* _Task instructions_: Work out how many lines in the following entries contain the string "shade", and write only that number.

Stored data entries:

_ _ _ _ _

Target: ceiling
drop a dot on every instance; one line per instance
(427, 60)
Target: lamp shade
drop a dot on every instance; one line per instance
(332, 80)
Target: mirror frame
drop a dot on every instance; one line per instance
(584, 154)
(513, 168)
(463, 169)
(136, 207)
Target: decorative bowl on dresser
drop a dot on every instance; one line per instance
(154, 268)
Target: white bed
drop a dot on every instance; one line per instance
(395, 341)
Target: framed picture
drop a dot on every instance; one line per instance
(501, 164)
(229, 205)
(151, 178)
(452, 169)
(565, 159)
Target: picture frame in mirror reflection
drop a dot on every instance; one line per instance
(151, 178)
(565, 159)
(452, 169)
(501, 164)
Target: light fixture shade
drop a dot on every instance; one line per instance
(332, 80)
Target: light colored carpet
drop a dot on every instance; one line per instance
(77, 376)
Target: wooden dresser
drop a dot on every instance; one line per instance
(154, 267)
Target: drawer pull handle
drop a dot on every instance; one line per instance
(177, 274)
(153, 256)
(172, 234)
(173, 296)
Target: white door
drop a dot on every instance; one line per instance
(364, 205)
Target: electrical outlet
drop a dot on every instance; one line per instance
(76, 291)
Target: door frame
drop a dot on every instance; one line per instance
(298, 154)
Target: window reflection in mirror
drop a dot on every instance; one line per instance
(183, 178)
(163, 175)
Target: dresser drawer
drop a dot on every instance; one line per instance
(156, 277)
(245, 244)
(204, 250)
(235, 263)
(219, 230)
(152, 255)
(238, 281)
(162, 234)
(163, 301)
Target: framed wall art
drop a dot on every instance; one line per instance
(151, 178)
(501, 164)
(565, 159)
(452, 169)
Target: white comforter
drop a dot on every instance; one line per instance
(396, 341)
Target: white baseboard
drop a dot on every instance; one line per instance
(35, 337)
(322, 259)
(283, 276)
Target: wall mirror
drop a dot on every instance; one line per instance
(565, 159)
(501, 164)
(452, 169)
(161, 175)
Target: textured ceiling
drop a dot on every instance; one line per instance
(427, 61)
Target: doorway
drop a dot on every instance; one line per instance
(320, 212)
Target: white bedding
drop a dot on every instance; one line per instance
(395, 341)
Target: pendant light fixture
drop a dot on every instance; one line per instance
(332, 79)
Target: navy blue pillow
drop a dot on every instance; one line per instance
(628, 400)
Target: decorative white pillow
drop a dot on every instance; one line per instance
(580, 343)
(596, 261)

_ _ _ _ _

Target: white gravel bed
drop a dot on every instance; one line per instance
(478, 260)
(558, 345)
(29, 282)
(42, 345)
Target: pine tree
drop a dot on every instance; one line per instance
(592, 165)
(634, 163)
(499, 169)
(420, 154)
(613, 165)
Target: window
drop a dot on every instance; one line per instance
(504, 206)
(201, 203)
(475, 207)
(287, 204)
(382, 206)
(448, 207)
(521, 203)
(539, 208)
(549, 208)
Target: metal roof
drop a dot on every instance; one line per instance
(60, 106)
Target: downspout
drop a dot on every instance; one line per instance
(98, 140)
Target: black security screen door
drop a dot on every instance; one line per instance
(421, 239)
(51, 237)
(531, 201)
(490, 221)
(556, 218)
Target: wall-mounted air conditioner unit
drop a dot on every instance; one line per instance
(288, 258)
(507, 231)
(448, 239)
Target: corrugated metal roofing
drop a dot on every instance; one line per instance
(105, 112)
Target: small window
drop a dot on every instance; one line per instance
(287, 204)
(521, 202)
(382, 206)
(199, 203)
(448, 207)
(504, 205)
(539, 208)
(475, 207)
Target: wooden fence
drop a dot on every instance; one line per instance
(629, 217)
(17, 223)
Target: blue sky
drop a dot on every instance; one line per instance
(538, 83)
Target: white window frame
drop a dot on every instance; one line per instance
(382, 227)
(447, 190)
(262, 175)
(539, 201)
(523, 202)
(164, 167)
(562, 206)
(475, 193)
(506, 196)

_ _ _ _ _

* _Result below_: 2